- To be done -
Locate every line in the records below that contains the word "hair" and copy each of those lines.

- Information provided -
>>>>>

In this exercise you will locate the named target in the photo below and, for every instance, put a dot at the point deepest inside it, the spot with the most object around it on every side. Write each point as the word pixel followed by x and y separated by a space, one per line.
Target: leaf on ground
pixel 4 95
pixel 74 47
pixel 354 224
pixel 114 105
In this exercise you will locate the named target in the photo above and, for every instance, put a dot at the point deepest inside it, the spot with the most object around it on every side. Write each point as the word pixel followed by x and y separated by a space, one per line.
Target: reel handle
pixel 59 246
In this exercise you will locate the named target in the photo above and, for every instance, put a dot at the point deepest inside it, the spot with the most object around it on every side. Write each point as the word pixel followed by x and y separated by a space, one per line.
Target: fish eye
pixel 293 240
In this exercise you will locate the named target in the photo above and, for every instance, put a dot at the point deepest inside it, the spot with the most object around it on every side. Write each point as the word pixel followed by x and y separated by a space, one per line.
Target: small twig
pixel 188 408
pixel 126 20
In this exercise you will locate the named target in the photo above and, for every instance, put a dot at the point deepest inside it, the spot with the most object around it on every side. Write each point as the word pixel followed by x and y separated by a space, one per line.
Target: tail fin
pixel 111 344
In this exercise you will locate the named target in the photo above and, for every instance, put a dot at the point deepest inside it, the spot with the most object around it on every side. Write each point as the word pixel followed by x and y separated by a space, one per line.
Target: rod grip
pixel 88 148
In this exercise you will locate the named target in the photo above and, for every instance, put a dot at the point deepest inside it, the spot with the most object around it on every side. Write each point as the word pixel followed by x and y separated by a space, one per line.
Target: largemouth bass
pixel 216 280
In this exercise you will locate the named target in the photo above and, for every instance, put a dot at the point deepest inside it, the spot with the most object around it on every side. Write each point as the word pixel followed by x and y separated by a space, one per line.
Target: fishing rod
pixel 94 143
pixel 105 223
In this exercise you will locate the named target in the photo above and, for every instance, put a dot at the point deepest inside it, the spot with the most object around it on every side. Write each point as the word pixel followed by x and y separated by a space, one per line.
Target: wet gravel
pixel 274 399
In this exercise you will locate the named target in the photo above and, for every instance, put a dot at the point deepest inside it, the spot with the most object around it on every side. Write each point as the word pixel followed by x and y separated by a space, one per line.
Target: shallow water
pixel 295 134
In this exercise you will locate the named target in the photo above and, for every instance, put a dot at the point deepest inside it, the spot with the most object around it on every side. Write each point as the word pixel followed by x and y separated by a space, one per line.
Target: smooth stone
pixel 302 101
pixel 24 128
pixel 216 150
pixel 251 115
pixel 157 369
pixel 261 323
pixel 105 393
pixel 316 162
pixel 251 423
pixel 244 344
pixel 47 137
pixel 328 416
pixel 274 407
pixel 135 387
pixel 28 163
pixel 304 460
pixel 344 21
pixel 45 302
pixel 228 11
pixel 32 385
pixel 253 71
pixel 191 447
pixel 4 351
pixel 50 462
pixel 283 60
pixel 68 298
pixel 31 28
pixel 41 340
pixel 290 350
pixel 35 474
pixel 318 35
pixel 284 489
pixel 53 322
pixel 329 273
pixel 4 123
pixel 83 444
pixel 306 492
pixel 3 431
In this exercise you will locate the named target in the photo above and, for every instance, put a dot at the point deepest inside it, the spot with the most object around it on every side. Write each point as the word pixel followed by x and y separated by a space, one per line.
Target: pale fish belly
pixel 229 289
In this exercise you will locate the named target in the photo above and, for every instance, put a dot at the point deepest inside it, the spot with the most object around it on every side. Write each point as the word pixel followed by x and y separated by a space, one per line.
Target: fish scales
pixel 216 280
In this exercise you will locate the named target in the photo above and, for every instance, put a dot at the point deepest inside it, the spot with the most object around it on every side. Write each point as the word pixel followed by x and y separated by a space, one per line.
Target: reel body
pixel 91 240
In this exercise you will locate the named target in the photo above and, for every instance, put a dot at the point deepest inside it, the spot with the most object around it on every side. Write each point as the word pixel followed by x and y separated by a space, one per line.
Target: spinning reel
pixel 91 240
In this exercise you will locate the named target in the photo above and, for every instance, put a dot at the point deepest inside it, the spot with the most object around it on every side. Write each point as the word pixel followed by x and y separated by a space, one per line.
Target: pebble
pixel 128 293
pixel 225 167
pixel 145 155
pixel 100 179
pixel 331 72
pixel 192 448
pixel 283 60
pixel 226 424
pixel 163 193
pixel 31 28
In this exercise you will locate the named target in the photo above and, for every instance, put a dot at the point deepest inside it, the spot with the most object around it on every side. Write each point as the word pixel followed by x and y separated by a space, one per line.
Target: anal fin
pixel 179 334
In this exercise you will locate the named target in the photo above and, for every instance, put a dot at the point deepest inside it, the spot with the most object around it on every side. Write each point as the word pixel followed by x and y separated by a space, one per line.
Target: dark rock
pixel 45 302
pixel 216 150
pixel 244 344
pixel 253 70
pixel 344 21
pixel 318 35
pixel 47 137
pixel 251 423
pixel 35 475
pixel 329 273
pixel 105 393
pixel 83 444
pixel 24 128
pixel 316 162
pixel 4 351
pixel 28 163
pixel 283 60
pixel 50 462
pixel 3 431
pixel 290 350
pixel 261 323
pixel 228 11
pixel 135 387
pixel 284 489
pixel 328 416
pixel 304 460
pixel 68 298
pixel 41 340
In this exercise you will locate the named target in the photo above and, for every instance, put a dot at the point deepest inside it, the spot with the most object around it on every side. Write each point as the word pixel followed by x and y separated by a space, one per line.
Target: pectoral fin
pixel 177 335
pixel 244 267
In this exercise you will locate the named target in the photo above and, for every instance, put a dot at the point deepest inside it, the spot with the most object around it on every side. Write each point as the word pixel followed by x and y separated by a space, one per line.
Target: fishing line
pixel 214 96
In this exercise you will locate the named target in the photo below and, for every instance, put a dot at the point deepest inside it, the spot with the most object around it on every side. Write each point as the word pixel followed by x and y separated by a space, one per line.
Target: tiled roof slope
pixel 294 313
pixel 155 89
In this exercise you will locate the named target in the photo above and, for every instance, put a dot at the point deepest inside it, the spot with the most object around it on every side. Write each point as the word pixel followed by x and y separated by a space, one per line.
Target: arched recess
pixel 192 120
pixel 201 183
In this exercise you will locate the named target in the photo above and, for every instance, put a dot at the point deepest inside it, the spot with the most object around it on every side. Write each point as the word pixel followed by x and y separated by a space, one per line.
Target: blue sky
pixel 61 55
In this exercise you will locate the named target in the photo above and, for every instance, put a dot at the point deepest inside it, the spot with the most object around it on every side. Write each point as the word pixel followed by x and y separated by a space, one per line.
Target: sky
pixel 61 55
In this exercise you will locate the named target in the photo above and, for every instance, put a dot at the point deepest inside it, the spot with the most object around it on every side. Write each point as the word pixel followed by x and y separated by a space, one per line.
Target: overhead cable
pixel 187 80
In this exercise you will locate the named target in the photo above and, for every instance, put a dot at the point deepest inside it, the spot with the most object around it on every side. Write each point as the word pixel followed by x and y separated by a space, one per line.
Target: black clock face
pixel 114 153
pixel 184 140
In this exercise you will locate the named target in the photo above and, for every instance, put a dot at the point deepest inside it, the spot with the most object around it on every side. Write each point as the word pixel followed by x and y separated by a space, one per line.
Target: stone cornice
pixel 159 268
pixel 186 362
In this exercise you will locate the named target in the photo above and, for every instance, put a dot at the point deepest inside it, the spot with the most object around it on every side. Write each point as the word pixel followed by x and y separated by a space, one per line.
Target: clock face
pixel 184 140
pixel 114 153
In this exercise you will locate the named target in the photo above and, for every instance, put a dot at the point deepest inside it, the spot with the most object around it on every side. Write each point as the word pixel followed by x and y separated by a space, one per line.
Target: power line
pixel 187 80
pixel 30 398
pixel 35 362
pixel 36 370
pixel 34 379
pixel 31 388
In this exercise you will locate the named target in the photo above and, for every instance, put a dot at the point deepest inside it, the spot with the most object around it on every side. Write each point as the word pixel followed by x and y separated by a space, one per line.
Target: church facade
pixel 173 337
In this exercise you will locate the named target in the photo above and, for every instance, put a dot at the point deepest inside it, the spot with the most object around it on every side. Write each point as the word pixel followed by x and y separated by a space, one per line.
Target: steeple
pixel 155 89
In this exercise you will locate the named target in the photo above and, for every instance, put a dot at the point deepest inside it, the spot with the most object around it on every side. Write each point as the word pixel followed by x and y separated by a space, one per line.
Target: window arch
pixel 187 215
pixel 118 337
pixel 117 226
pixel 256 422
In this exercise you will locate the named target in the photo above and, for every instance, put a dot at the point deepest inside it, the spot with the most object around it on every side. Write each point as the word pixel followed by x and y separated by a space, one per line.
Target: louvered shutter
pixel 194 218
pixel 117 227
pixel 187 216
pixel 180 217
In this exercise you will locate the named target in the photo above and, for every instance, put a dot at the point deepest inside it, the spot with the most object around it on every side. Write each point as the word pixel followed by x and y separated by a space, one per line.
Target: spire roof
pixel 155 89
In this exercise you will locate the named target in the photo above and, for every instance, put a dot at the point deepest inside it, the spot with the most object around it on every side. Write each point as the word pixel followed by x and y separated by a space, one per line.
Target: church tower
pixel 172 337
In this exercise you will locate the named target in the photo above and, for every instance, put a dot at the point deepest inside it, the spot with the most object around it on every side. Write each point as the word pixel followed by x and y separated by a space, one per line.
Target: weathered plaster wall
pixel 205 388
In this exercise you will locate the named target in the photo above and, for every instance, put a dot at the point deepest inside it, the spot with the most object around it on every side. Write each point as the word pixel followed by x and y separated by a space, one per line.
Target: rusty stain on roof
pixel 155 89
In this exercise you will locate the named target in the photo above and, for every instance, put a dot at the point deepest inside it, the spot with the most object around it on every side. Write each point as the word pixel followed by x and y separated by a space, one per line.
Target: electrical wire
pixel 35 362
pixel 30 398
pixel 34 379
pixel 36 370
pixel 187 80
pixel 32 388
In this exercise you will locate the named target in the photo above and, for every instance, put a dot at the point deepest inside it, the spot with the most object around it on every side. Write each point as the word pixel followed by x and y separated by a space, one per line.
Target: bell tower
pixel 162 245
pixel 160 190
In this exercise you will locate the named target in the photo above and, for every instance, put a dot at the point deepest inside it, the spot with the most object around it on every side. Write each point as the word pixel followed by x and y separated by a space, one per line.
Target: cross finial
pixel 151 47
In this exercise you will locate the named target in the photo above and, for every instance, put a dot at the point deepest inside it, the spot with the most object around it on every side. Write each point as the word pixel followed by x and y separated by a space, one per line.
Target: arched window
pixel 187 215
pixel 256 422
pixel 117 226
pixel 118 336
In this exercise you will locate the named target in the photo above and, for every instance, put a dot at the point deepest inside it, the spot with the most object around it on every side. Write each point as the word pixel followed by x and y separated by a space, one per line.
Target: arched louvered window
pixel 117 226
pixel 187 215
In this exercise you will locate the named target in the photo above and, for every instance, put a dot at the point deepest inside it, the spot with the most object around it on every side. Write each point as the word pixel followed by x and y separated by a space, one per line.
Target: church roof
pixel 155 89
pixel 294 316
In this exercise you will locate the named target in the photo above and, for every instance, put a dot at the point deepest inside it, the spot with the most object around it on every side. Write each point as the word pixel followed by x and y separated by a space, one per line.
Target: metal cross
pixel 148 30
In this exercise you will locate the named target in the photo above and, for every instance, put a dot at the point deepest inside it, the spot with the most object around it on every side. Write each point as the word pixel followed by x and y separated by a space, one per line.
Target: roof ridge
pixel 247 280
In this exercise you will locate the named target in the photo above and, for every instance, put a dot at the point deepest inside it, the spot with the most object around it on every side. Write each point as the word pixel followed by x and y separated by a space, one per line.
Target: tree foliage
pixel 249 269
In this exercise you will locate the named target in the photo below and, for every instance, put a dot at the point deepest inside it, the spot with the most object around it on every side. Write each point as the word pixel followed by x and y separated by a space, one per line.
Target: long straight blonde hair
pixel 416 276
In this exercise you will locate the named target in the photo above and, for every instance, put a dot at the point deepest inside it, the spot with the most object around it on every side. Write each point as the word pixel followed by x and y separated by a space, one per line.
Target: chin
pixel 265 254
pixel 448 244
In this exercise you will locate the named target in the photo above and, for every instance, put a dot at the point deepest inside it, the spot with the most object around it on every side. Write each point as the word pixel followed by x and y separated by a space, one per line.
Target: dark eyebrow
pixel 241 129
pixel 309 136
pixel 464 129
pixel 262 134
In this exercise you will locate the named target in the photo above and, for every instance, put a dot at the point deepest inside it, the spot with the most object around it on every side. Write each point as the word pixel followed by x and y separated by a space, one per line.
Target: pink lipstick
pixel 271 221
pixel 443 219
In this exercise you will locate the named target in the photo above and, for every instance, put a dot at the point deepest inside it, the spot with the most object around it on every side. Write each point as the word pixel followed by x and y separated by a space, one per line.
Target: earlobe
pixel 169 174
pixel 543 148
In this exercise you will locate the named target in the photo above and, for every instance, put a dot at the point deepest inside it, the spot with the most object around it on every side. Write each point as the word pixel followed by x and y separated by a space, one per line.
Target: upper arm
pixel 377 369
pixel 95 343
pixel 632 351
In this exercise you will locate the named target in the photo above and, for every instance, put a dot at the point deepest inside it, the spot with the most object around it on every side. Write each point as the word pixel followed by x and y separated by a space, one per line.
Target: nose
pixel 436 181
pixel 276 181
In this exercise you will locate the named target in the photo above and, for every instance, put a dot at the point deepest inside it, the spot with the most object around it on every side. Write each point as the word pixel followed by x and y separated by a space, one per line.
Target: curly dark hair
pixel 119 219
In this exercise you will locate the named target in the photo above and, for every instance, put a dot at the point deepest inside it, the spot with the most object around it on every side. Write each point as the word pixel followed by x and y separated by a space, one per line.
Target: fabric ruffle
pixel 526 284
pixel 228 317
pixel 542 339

<<<<<

- Task response -
Target: long straight blonde hair
Target: curly dark hair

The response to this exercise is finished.